Supplied text

++++

[CentOS] Need help to fix bug in rsync

Wed Mar 25 19:17:07 UTC 2020
Leon Fauster <leonfauster at googlemail.com>

Am 25.03.20 um 19:15 schrieb Simon Matter via CentOS:
>> On Wed, 2020-03-25 at 14:39 +0000, Leroy Tennison wrote:
>>> Since you state that using -z is almost always a bad idea, could you
>>> provide the rationale for that?  I must be missing something.
>>>
>> I think the "rationale" is that at some point the
>> compression/decompression takes longer than the time reduction from
>> sending a compressed file.  It depends on the relative speeds of the
>> machines and the network.
>>
>> You have most to gain from compressing large files, but if they are
>> already compressed, then you have nothing to gain from just doing small
>> files.
>>
>> It obviously depends on your network speed and if you have a metered
>> connection, but does anyone really have such an ancient network
>> connection still these days - I mean if you have fast enough machines
>> at both ends to do rapid compression/decompression, it seems unlikely
>> that you will have a damp piece of string connecting them.

++++

Given instruction
Quote the rsync thread word for word, beginning at the words "Wed Mar 25 19:17:07" and stopping after "and the network.". The rows that follow have no connection to the rsync thread.

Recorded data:
++++

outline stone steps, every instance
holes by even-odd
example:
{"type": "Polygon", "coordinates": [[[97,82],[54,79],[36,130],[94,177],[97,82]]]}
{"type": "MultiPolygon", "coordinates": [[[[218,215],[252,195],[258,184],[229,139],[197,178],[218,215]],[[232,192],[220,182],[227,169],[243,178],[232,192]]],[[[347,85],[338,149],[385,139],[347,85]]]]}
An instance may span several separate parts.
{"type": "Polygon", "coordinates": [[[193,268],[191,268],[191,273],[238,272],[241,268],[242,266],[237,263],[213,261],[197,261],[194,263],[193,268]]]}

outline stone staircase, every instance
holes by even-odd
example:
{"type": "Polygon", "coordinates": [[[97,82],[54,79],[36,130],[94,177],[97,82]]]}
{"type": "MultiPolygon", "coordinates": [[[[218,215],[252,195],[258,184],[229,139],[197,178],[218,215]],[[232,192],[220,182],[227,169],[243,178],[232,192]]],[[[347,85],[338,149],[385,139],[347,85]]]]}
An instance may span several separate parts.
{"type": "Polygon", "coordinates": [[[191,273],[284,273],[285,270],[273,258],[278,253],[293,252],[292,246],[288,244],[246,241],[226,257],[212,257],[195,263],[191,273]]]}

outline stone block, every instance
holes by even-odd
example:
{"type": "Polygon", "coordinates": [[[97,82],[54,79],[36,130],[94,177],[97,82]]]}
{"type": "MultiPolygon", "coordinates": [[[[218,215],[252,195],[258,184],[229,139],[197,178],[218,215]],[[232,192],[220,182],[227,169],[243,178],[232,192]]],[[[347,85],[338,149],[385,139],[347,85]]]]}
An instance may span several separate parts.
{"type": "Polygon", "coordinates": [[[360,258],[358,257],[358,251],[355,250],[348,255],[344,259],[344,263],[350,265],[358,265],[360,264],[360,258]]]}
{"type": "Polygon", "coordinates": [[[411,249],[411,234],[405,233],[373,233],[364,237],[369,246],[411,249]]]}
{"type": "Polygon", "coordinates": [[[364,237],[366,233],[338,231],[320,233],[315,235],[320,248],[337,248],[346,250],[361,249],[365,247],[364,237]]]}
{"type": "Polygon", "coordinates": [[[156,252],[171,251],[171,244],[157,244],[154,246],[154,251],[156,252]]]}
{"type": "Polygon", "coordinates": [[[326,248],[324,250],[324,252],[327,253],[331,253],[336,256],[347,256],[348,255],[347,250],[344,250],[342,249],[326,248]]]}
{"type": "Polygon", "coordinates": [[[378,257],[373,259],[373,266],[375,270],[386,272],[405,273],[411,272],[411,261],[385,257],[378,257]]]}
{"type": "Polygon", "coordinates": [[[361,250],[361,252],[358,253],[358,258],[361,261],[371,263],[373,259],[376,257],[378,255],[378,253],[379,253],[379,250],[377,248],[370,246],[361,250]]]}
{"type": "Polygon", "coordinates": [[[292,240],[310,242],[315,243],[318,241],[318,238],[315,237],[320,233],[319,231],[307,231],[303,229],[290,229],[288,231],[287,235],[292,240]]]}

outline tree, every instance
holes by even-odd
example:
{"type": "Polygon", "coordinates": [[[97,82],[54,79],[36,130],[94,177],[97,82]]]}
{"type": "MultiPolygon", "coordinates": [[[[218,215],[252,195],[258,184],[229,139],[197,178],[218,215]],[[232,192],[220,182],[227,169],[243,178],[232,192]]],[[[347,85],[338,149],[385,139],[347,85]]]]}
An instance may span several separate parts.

++++

Task solution
Wed Mar 25 19:17:07 UTC 2020
Leon Fauster <leonfauster at googlemail.com>

Am 25.03.20 um 19:15 schrieb Simon Matter via CentOS:
>> On Wed, 2020-03-25 at 14:39 +0000, Leroy Tennison wrote:
>>> Since you state that using -z is almost always a bad idea, could you
>>> provide the rationale for that?  I must be missing something.
>>>
>> I think the "rationale" is that at some point the
>> compression/decompression takes longer than the time reduction from
>> sending a compressed file.  It depends on the relative speeds of the
>> machines and the network.